TEXTE EXTRAIT:
__________________________________________________

Les concerts de jazz, les Black Panthers, Jim Morrison… Toute cette culture n’existait pas dans le bidonville. Nous, on avait Rapat, les danses allaoui… C’était la culture arabe, les musiques arabes. Et nos parents n’étaient pas instruits, mon père ne savait pas lire. Du coup notre culture était souvent réduite à ce que les parents savaient déjà, ou à ce que les anciens leur disaient. Il y avait ceux qu’on appelait les marabouts. Ils connaissaient bien le Coran, ils détenaient la parole et avaient une capacité de jouer avec les mots, le langage. Leur parole était sacrée, on ne pouvait pas la remettre en cause. On n’avait pas les capacités, on ne maîtrisait pas la langue arabe, donc pour nos parents, c’était « Il a dit », « Il a dit »… Et quand ils disaient « Il a dit », il fallait justement ne plus rien dire et se taire ! En face, d’un coup, l’université ouvre, avec la musique, le jazz, tout ça… Les étudiants, eux, avaient accès aux livres. Ils venaient, ils nous mettaient parfois devant nos contradictions : « Ça se passe comme ça, faut pas croire… » Tout une autre culture est venue s’ajouter à la nôtre. Avant, j’avais une vision de la culture française qui était celle de l’école, celle de « Nos ancêtres les Gaulois », que j’avais toujours refusée. Il y avait vraiment une fracture entre les deux cultures. Et quand j’ai découvert ces étudiants, ce n’était plus du tout cette vision. Ça s’ouvrait, ça se rencontrait.

__________________________________________________

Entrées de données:
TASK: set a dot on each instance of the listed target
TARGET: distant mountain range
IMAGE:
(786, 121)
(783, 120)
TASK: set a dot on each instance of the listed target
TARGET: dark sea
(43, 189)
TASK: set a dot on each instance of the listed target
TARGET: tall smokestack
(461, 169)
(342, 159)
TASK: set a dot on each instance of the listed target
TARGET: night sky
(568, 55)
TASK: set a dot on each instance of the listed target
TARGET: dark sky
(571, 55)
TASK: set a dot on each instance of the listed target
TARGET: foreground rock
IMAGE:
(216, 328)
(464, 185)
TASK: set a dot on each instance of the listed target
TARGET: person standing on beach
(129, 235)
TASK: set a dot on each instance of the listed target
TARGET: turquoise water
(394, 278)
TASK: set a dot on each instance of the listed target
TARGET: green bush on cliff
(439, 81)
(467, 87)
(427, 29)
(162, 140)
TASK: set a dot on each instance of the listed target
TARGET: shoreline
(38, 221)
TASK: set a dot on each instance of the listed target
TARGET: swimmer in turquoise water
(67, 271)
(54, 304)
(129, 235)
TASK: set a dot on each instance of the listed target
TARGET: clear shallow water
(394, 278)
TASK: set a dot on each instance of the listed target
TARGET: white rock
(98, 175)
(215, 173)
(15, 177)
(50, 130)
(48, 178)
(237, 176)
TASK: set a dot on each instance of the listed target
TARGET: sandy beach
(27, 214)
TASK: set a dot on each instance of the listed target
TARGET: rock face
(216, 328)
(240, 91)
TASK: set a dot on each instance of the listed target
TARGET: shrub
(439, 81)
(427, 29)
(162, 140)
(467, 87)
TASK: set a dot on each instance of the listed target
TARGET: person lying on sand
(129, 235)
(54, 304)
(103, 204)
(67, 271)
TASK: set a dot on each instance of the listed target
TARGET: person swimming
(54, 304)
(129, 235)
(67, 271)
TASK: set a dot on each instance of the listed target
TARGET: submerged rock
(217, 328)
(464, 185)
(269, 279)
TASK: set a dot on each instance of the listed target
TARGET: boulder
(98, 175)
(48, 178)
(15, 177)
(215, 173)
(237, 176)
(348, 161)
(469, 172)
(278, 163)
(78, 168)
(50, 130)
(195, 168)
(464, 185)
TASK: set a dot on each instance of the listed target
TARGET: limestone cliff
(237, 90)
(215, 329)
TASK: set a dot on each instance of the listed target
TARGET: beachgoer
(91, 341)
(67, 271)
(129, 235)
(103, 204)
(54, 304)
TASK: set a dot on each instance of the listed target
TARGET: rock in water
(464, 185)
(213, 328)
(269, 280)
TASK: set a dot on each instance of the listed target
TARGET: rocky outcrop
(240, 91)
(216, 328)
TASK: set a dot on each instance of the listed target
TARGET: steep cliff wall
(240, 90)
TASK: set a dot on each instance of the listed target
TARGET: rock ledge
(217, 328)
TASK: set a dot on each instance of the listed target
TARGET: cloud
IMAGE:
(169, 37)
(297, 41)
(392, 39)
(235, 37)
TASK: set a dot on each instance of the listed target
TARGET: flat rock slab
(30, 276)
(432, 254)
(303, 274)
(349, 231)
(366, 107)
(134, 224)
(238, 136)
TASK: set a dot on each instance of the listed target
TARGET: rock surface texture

__________________________________________________

TÂCHE À RÉALISER: D'après le texte extrait, pourquoi la culture dans le bidonville se réduisait-elle souvent à ce que les parents savaient déjà ? Répondez en une à trois phrases.

SOLUTION PROPOSÉE: Les parents n'étaient pas instruits, et le père ne savait pas lire. La culture se limitait donc souvent à ce que les parents savaient déjà ou à ce que les anciens leur disaient.